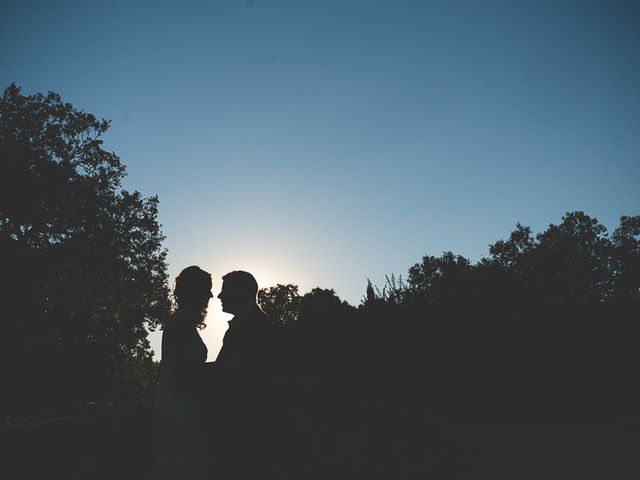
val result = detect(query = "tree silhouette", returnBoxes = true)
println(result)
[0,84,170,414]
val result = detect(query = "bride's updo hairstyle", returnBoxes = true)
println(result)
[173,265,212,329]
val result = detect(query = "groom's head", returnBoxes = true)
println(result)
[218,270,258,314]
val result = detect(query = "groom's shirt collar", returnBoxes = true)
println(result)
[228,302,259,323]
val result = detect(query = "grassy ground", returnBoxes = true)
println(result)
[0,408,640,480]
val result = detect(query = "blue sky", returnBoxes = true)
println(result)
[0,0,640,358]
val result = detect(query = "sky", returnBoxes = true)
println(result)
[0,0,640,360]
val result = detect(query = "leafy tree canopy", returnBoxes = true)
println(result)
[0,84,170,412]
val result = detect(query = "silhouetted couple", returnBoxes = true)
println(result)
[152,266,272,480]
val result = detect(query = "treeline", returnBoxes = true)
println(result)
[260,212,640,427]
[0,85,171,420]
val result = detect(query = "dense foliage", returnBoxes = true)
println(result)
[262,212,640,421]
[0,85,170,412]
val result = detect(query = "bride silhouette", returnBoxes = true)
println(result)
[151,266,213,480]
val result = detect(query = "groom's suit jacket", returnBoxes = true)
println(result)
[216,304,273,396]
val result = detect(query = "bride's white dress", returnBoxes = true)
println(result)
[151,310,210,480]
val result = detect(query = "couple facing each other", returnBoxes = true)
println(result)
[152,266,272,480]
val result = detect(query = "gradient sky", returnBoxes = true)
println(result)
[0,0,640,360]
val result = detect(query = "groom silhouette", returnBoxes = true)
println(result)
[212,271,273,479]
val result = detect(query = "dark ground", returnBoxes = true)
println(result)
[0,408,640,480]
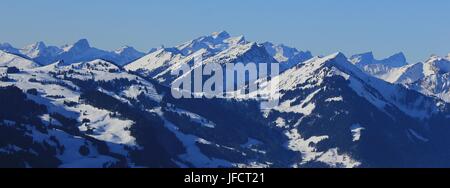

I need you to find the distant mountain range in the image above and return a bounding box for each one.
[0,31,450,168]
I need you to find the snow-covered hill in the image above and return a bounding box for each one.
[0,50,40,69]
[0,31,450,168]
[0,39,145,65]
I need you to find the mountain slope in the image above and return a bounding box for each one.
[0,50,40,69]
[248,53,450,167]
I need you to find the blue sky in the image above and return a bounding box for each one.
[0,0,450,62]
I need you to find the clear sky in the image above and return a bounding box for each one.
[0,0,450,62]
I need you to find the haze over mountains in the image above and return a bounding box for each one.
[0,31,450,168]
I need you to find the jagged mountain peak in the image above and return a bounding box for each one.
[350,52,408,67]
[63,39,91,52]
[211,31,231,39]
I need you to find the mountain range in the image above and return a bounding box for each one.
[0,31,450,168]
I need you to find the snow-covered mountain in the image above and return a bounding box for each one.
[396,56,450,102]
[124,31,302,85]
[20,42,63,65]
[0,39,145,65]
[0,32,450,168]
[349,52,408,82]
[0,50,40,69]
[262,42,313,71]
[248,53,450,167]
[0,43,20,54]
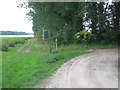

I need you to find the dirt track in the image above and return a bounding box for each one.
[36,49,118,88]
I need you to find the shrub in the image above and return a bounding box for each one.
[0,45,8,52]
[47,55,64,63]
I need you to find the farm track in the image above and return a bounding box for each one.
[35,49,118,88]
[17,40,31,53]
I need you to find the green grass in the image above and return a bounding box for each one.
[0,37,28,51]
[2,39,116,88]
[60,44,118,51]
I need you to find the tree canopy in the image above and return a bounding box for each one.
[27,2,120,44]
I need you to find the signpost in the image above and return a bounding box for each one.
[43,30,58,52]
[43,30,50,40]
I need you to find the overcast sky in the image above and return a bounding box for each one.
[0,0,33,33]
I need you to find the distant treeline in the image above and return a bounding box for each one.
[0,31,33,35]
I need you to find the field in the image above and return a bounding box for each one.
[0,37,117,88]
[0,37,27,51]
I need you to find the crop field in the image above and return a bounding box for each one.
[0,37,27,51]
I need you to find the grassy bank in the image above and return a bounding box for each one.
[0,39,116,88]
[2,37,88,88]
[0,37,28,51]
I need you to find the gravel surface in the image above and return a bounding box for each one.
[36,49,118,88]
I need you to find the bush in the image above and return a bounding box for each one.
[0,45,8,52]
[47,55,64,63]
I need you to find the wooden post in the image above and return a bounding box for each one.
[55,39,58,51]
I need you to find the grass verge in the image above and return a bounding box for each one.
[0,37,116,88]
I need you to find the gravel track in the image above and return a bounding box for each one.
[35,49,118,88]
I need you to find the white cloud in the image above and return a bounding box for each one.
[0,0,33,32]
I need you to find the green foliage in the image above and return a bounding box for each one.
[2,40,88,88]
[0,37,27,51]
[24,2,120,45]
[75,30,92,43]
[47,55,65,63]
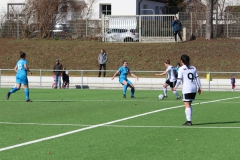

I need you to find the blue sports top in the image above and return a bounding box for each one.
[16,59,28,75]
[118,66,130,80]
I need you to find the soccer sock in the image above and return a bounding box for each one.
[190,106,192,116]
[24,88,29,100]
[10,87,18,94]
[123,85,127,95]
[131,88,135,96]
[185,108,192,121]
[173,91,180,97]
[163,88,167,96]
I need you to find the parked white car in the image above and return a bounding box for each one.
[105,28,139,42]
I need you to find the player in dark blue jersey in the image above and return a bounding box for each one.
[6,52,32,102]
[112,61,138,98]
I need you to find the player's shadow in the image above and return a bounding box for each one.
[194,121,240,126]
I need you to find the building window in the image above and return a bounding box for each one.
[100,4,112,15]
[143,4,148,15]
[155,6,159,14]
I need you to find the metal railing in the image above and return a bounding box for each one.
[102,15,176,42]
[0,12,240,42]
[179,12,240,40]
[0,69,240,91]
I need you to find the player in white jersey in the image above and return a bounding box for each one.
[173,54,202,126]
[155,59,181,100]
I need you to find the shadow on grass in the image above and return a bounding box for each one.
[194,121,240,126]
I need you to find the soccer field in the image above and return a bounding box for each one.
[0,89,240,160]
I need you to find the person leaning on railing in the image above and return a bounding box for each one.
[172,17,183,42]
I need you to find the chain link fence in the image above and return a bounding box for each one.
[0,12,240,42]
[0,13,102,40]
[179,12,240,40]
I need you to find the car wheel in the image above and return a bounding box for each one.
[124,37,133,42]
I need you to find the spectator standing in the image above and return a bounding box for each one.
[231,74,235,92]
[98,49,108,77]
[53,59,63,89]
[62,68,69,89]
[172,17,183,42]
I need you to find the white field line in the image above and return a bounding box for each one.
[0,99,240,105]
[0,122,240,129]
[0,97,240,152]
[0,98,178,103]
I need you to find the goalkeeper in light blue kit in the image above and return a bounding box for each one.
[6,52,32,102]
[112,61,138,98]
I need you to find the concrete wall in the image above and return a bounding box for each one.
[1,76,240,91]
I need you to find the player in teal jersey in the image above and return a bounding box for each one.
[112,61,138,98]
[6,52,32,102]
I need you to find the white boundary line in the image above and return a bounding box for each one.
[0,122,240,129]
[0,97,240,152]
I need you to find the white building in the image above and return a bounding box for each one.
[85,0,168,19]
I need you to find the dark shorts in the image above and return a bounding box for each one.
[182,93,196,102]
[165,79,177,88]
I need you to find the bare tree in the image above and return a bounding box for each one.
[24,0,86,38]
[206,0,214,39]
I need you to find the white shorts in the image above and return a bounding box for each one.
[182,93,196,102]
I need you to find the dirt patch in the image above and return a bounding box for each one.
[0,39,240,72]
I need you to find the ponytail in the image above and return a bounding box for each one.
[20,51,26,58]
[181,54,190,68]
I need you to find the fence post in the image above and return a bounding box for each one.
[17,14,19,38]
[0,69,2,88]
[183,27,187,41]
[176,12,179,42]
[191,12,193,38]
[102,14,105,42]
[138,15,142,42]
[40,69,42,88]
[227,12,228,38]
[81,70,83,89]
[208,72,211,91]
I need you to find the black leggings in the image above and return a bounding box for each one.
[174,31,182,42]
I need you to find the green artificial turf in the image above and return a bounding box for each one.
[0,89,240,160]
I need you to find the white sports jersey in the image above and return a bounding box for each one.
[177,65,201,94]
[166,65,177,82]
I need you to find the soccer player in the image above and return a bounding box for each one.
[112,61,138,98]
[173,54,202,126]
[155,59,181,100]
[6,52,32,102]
..............................
How many lines in the material above contain the word "couple"? Reply with the number alone.

Exercise solution: 2